- TASK PROMPT
Check every line of the entries below for "debris", and copy the lines that have it.

[Items from a data source]
=== Begin Enclosure ===

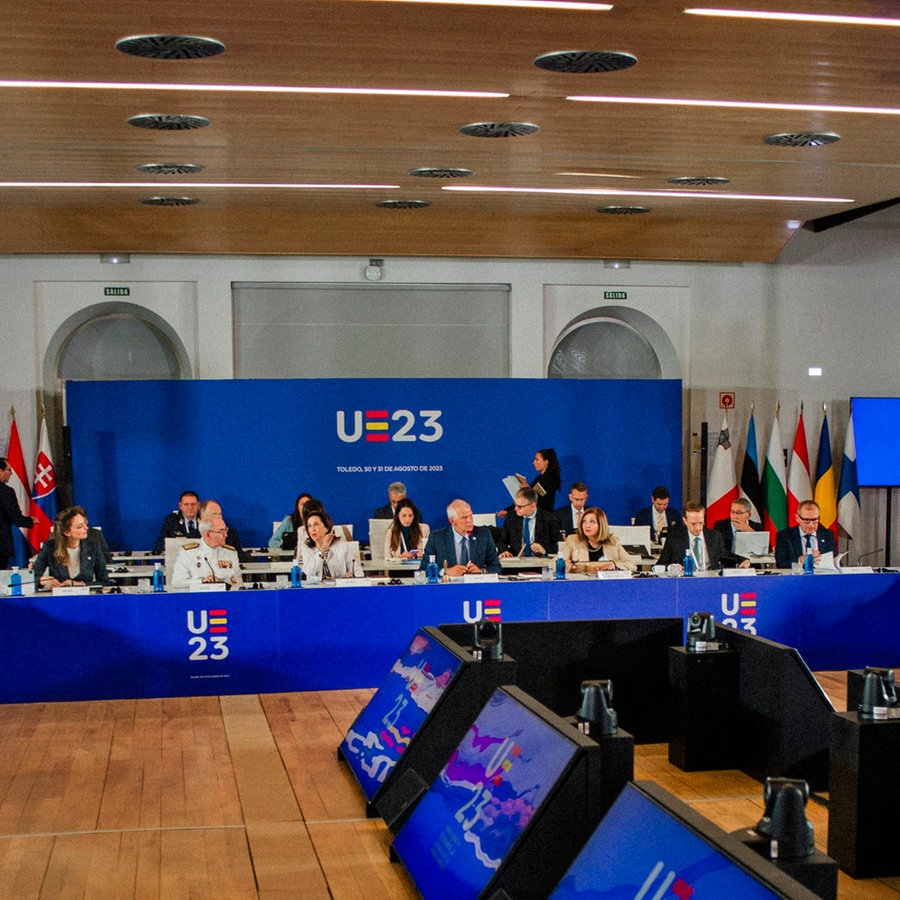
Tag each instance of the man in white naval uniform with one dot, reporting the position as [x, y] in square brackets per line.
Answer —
[209, 559]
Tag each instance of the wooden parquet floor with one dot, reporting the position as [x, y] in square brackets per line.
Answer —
[241, 797]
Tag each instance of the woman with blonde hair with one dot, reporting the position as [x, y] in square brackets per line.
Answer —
[593, 548]
[71, 555]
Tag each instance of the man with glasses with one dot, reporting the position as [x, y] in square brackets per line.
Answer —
[208, 560]
[10, 514]
[807, 536]
[531, 531]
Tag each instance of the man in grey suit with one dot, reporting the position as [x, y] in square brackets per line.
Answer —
[465, 549]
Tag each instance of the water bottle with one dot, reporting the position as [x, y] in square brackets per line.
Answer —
[809, 565]
[560, 568]
[431, 571]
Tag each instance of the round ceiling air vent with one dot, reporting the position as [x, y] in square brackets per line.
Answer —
[698, 180]
[585, 61]
[802, 139]
[162, 122]
[170, 201]
[169, 169]
[623, 210]
[169, 46]
[402, 204]
[434, 172]
[499, 129]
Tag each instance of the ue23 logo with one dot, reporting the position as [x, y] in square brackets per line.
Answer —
[375, 424]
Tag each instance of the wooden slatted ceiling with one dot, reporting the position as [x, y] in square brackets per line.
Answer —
[55, 134]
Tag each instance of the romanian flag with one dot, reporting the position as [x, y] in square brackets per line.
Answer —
[799, 486]
[825, 493]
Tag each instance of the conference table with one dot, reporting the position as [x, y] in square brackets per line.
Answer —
[346, 635]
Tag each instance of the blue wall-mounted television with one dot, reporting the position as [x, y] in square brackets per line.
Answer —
[509, 810]
[650, 844]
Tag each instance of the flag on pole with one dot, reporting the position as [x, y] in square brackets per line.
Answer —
[722, 488]
[19, 483]
[44, 499]
[848, 492]
[773, 485]
[799, 486]
[825, 493]
[750, 487]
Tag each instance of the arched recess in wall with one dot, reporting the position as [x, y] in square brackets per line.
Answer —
[109, 341]
[613, 342]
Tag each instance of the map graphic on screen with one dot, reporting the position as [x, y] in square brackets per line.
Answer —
[383, 730]
[483, 799]
[639, 850]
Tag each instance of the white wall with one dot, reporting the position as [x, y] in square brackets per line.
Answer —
[832, 300]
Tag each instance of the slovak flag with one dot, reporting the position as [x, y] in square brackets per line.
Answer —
[44, 499]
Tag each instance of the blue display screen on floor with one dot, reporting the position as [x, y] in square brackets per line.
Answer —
[642, 850]
[383, 730]
[493, 785]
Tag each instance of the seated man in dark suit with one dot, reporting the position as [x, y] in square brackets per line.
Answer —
[181, 522]
[659, 515]
[792, 544]
[568, 516]
[738, 520]
[466, 550]
[704, 544]
[396, 492]
[537, 524]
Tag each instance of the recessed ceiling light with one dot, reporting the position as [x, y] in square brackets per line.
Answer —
[793, 17]
[585, 61]
[402, 204]
[698, 180]
[499, 129]
[169, 46]
[802, 139]
[170, 201]
[169, 168]
[165, 122]
[622, 210]
[430, 172]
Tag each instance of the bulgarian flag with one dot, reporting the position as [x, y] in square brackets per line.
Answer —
[722, 488]
[773, 485]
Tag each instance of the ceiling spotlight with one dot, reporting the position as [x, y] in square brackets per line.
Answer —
[402, 204]
[499, 129]
[585, 61]
[434, 172]
[165, 122]
[802, 139]
[622, 210]
[698, 180]
[170, 201]
[169, 169]
[169, 46]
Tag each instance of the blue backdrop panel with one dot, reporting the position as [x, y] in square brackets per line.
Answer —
[254, 445]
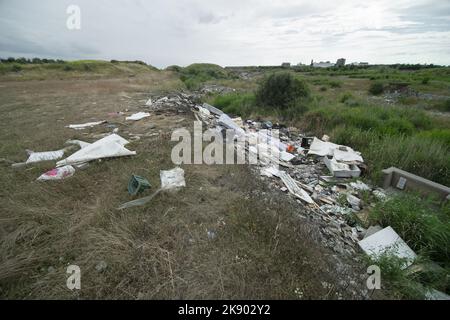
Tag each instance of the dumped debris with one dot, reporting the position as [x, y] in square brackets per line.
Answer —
[170, 180]
[35, 157]
[387, 241]
[137, 184]
[138, 116]
[107, 147]
[85, 125]
[58, 173]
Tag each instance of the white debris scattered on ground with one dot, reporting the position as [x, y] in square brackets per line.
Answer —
[44, 156]
[172, 179]
[138, 116]
[107, 147]
[79, 143]
[58, 173]
[387, 241]
[85, 125]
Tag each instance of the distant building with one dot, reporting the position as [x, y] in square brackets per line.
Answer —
[322, 64]
[340, 62]
[359, 63]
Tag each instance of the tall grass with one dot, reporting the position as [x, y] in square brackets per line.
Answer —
[423, 223]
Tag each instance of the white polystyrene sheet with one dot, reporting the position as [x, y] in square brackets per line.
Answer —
[85, 125]
[227, 122]
[294, 188]
[171, 179]
[321, 148]
[107, 147]
[212, 109]
[79, 143]
[347, 156]
[44, 156]
[387, 240]
[270, 171]
[265, 137]
[286, 156]
[203, 112]
[138, 116]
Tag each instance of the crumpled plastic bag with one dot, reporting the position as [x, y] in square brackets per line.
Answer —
[58, 173]
[171, 179]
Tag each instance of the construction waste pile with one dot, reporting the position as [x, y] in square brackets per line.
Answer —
[321, 176]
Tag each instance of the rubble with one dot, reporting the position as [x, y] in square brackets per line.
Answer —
[387, 241]
[85, 125]
[138, 116]
[305, 160]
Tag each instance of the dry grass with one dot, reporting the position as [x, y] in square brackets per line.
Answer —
[262, 248]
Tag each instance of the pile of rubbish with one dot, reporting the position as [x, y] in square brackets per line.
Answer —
[316, 172]
[176, 102]
[323, 178]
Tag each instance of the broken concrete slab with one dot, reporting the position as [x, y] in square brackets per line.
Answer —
[212, 109]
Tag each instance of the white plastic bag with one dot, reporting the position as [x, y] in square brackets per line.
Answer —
[171, 179]
[58, 173]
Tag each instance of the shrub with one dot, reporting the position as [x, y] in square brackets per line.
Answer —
[16, 68]
[335, 84]
[423, 223]
[281, 90]
[346, 96]
[376, 88]
[241, 104]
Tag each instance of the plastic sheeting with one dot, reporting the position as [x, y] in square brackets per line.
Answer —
[44, 156]
[107, 147]
[58, 173]
[171, 179]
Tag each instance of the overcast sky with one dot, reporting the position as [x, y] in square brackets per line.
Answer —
[230, 32]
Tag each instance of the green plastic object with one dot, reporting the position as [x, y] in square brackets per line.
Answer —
[137, 184]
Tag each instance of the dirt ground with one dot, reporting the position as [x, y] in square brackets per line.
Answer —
[260, 245]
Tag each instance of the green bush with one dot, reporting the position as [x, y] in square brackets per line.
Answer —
[196, 74]
[281, 90]
[424, 156]
[346, 96]
[241, 104]
[443, 106]
[422, 223]
[376, 88]
[16, 68]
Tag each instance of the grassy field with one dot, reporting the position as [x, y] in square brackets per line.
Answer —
[262, 248]
[404, 133]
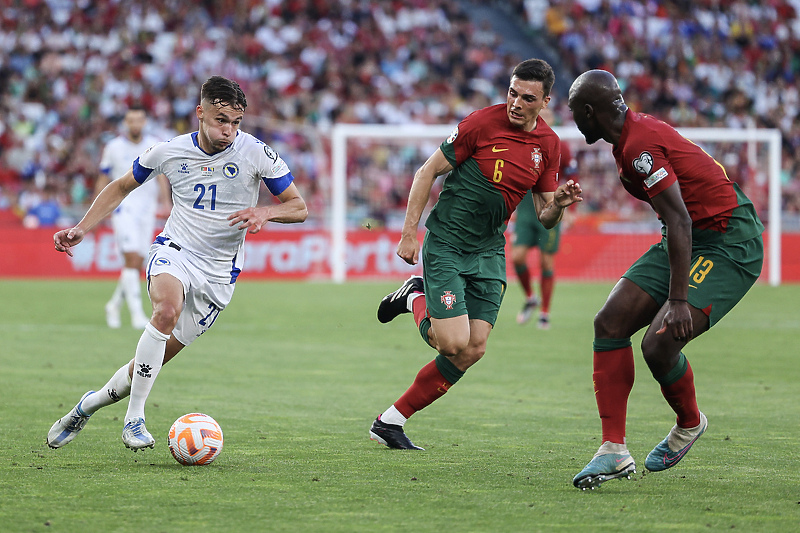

=== End Enclosure ===

- RESPONSE TO THE TASK
Tag each instance of the dumped debris with one dot, reporting the position as [x, y] in square brackets per line.
Tag each instance of the white debris scattered on ground with one dot, reporting the position as [x, y] in square brackets per line.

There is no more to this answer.